What this exercise needs is every entry restated as written, with no pictures.

#### Supplied information

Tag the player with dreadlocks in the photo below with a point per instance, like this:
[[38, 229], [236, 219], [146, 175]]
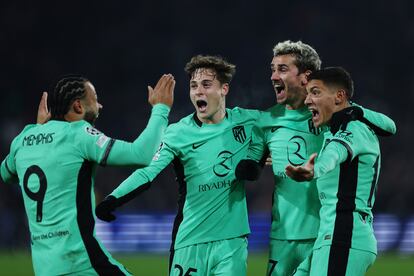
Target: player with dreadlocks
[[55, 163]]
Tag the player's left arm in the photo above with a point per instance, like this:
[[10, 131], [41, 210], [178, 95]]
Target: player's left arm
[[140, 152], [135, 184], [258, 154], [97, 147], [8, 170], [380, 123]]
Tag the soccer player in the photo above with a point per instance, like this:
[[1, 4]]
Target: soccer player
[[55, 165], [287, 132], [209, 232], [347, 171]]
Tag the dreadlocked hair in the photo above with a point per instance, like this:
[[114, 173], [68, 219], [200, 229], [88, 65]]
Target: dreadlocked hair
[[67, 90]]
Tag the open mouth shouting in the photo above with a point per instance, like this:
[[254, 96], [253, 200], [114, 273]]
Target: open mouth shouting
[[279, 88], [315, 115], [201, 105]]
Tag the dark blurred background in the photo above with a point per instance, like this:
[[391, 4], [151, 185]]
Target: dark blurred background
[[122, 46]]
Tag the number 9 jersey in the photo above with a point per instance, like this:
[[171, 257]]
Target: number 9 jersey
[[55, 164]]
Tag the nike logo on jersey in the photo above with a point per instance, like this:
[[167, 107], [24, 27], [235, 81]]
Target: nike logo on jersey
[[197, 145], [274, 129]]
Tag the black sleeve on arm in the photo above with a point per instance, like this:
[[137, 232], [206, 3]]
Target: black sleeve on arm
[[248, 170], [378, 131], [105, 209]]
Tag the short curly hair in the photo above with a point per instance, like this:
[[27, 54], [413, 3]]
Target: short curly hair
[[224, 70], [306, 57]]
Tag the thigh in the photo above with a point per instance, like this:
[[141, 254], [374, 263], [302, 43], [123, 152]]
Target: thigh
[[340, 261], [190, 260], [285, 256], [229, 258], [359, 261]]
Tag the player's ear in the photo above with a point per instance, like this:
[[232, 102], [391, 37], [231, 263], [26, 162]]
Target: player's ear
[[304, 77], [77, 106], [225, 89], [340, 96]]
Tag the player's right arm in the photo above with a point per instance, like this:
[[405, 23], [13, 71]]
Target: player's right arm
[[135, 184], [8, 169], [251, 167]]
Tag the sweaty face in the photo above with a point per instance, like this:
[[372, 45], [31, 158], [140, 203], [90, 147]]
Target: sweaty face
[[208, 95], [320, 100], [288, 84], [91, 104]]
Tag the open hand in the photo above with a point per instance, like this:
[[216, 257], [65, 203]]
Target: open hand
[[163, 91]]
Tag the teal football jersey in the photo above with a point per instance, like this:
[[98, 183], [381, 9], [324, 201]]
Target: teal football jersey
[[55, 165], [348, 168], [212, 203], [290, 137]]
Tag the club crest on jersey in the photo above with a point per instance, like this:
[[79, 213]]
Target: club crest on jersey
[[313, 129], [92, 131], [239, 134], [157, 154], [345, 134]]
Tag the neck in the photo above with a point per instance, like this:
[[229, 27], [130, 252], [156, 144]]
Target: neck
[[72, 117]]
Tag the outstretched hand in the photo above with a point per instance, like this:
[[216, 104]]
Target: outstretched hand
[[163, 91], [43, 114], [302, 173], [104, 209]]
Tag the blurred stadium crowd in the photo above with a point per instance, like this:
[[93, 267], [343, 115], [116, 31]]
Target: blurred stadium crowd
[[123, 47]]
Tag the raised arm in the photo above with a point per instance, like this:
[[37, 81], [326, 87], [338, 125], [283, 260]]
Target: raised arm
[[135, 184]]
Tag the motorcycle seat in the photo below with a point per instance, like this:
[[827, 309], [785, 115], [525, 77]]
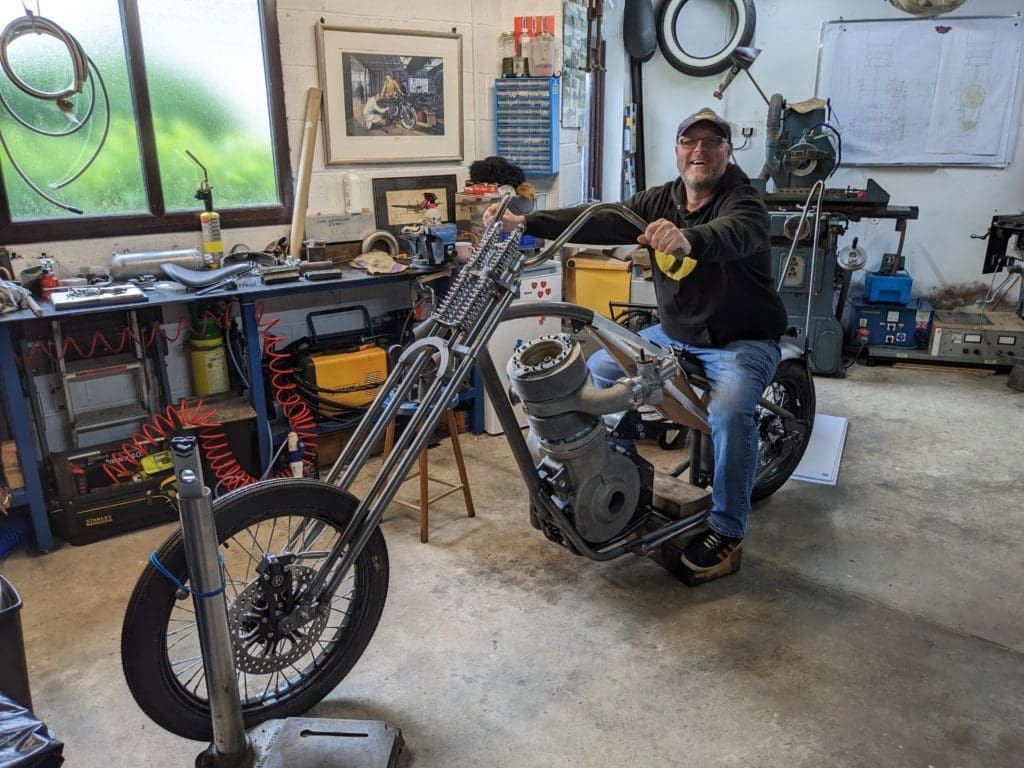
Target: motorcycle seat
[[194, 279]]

########

Output of the task –
Tag the player with dreadlocks in the photo below with a point per instance, like this:
[[38, 229], [236, 219], [146, 175]]
Target: player with dreadlocks
[[55, 163]]
Tag the player's left arm in the photo above with a point per instance, like this:
[[10, 131], [41, 210], [178, 95]]
Target: player's left arm
[[140, 152], [135, 184], [258, 154], [97, 147], [8, 170], [380, 123]]
Tag the soccer player in the photo above with a point per instance, like this:
[[1, 4]]
Target: soccer player
[[55, 165], [287, 132], [209, 232], [347, 171]]
Tag the dreadlocked hair in the photo above with a point per instance, like this:
[[114, 173], [68, 219], [200, 229], [88, 65]]
Target: dreadlocked hair
[[67, 90]]
Tag the open mouth shouting in the photo above with a point per instance, like this:
[[254, 96], [253, 200], [114, 273]]
Target: open mouth shouting
[[279, 88], [315, 115], [201, 105]]
Tag the dark blurred background in the photo above with a point per instance, like this:
[[391, 4], [151, 185]]
Target: dark blurred background
[[122, 46]]
Tag the number 9 jersey in the photo above with a point per instance, like this:
[[171, 257]]
Target: number 9 jersey
[[55, 164]]
Tag the nike logo on jersey in the photo above with a point per instance, like this:
[[167, 107], [24, 27], [235, 81]]
Target: nike logo on jersey
[[197, 145], [274, 129]]
Tag the black sleeve on arm in the photo above with a point per instance, like this:
[[137, 232], [206, 3]]
Target: black sleeve on arm
[[248, 170], [378, 131], [105, 209]]
Tag the short curly hair in the photo above with a point per instance, like this:
[[27, 54], [413, 3]]
Target: short curly hair
[[224, 70], [306, 57]]
Tag the thigh in the photo above with a point per instance, like this:
[[141, 254], [374, 263], [302, 43], [123, 152]]
Target: thigh
[[340, 261], [190, 260], [285, 256], [229, 258], [359, 261]]
Tag the player's ear in the photo above with a point per instance, like this:
[[232, 102], [391, 37], [231, 263], [26, 162]]
Target: player's ear
[[304, 77], [77, 106], [225, 89], [340, 96]]
Tag the player's right arm in the photo above with a point per instance, like this:
[[405, 23], [13, 71]]
Target: player's right arm
[[135, 184], [8, 169], [251, 167]]
Tag the sweaty face in the photo above with a point per instance, like this:
[[372, 45], [31, 158], [140, 203], [90, 147]]
Target: sweaty face
[[208, 95], [320, 100], [288, 84], [91, 104]]
Tag the open hand in the photo above with a point per instance, like this:
[[216, 257], [65, 203]]
Target: open hand
[[163, 91]]
Tag the teal football jersey in the photo above with a point per instance, like this:
[[98, 183], [381, 9], [324, 201]]
Target: teal football jersey
[[55, 165], [348, 168], [212, 203], [290, 137]]
Tag the club crest on jersey in the photo above with a point per instance, like this:
[[79, 213]]
Target: club crest on jersey
[[313, 129], [92, 131], [239, 134], [157, 154], [345, 134]]
Tag the neck in the photo above with a point per instance, like this:
[[229, 27], [130, 252], [156, 144]]
Target: neck
[[72, 117]]
Tag the outstretched hand in the photo above with a point per instance, like this:
[[216, 104]]
Target: outstretched hand
[[163, 91], [43, 114], [302, 173], [104, 209]]
Tag the blurred stadium crowd in the photo above with a point per instance, like this:
[[93, 267], [343, 115], [116, 31]]
Target: blurred stadium crowd
[[123, 47]]
Tag the raised arm in the photo above with a point per instance, like this:
[[37, 81], [326, 87], [338, 125], [283, 260]]
Target: raised arm
[[135, 184]]
Tag the motorcycle seat in the photo below with a point per instance, like this:
[[827, 309], [785, 115], [525, 77]]
Target: motorcycle seat
[[194, 279]]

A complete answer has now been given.